START DATASET

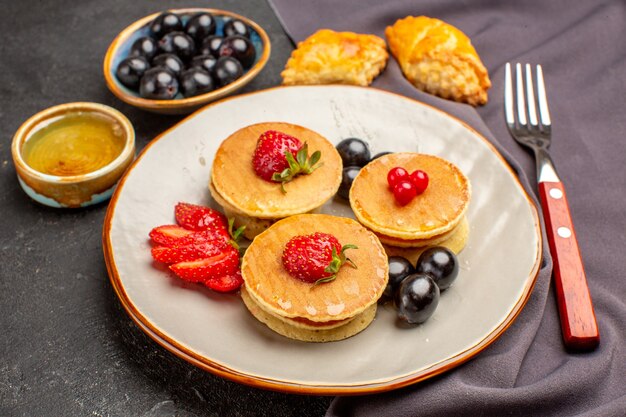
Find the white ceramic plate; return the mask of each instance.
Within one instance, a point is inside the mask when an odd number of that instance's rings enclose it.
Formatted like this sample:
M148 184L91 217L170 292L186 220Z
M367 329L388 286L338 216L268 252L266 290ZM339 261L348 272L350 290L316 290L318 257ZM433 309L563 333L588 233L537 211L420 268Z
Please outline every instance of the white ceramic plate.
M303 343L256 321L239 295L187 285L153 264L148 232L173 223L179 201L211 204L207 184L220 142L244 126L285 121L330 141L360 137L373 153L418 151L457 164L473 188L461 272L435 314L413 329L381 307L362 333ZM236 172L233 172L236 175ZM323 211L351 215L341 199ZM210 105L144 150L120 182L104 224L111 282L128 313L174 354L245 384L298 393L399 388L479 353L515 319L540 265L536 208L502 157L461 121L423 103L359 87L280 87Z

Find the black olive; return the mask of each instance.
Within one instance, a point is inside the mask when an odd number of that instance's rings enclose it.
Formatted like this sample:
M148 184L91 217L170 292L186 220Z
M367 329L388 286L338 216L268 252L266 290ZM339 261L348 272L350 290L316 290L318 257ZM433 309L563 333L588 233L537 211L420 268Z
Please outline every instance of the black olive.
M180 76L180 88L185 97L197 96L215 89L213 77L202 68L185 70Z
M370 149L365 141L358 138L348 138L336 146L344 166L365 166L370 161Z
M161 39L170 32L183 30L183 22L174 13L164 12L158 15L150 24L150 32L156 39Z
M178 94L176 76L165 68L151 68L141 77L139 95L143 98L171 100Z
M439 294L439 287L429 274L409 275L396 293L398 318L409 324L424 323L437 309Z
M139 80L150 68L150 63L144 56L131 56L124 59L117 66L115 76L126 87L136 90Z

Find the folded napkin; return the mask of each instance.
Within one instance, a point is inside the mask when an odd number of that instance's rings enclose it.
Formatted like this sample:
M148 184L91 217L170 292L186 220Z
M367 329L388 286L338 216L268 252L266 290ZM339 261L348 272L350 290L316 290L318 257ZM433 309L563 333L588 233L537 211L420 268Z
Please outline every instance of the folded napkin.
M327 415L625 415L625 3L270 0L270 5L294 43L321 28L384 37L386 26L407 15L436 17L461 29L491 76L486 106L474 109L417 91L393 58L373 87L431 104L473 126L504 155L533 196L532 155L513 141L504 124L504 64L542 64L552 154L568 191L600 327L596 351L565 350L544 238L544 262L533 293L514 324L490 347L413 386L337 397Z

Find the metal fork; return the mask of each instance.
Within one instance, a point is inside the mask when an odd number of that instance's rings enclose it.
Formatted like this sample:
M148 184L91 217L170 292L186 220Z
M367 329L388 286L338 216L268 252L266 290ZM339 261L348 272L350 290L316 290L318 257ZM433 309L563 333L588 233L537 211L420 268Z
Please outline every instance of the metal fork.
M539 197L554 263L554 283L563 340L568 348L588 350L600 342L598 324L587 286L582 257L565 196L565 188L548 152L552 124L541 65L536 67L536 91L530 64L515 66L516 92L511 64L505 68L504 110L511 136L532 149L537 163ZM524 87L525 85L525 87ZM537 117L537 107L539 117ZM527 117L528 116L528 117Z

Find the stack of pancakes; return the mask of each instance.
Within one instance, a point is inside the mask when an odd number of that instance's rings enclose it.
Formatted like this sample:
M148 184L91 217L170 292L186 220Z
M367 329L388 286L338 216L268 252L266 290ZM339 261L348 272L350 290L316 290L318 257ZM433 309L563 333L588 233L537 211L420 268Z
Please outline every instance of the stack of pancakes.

END DATASET
START DATASET

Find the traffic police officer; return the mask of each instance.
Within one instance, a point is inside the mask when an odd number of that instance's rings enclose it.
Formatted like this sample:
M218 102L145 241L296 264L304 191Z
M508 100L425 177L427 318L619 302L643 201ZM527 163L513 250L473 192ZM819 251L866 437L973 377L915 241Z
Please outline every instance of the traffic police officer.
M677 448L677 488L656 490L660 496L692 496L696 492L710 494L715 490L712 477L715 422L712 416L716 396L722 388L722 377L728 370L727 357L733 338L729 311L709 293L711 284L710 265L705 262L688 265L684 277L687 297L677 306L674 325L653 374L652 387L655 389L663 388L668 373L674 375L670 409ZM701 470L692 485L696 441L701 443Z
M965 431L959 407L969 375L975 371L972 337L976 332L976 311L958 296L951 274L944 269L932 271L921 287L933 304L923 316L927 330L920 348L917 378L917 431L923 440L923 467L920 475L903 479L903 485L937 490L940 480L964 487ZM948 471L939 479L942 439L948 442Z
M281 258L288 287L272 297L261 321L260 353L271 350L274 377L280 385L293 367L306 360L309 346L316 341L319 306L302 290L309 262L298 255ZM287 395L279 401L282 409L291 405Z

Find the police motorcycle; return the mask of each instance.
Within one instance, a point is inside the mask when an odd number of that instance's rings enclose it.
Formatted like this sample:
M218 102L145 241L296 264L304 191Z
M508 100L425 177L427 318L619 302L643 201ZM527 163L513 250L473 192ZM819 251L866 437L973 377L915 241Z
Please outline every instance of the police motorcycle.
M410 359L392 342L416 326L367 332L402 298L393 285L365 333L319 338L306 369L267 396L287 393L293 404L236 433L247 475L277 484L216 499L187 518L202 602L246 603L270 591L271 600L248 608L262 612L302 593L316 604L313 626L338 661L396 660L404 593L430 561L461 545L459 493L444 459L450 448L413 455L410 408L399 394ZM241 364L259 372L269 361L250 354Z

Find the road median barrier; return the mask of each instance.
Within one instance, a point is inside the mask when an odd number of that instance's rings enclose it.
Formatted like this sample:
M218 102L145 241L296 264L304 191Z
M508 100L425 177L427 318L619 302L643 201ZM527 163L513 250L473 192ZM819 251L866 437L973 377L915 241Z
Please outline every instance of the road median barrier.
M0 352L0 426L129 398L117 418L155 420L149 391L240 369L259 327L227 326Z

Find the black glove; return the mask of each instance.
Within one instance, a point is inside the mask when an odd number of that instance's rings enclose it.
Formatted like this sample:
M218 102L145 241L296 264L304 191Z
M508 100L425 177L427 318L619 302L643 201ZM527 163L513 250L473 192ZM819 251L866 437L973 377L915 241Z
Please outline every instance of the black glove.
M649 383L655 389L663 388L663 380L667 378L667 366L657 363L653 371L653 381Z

END DATASET
START DATASET

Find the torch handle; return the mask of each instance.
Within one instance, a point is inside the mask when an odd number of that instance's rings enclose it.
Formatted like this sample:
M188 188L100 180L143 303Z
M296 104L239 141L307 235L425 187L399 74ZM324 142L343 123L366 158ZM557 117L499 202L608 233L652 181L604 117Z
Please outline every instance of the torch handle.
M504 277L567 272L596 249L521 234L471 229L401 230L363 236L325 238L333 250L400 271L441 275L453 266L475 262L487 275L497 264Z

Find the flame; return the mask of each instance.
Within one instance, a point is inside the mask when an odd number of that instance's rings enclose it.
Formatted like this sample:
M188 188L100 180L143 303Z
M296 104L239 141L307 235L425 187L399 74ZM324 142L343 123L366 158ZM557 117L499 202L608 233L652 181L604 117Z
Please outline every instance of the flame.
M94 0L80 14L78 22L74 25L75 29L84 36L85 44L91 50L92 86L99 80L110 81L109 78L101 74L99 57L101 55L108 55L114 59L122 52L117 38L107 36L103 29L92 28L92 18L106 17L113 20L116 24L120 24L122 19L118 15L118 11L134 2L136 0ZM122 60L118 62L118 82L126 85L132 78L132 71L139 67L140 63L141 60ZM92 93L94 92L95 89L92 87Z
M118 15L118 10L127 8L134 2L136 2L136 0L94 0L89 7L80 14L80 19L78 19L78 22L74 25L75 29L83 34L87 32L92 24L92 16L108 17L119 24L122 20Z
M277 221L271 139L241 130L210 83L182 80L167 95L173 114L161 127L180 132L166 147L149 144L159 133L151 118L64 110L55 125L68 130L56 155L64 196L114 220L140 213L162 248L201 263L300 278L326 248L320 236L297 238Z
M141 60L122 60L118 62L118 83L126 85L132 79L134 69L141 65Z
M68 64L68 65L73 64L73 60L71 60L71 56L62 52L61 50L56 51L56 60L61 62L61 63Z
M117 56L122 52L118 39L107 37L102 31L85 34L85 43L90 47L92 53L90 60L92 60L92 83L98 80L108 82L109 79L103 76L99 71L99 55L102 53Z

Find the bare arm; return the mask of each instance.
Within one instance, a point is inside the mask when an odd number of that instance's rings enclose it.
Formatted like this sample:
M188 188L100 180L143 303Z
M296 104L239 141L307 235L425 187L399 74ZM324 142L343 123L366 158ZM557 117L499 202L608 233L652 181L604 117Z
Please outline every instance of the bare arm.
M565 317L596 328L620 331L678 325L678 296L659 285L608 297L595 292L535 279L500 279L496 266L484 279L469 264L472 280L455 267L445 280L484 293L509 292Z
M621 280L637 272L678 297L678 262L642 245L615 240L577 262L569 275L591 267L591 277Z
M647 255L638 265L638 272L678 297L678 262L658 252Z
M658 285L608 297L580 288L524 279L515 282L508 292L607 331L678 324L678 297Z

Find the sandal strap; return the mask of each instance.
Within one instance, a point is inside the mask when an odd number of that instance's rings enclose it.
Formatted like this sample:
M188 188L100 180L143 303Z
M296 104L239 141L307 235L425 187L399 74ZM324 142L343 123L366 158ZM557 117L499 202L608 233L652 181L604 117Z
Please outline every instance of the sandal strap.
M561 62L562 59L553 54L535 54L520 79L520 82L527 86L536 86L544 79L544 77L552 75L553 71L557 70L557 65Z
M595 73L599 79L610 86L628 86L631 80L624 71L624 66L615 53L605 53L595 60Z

END DATASET

TASK ITEM: Go through the entries above and copy every line containing "stack".

EXPECTED ANSWER:
Find the stack of pancakes; return the mask of each instance.
Please outline every instance of the stack of pancakes.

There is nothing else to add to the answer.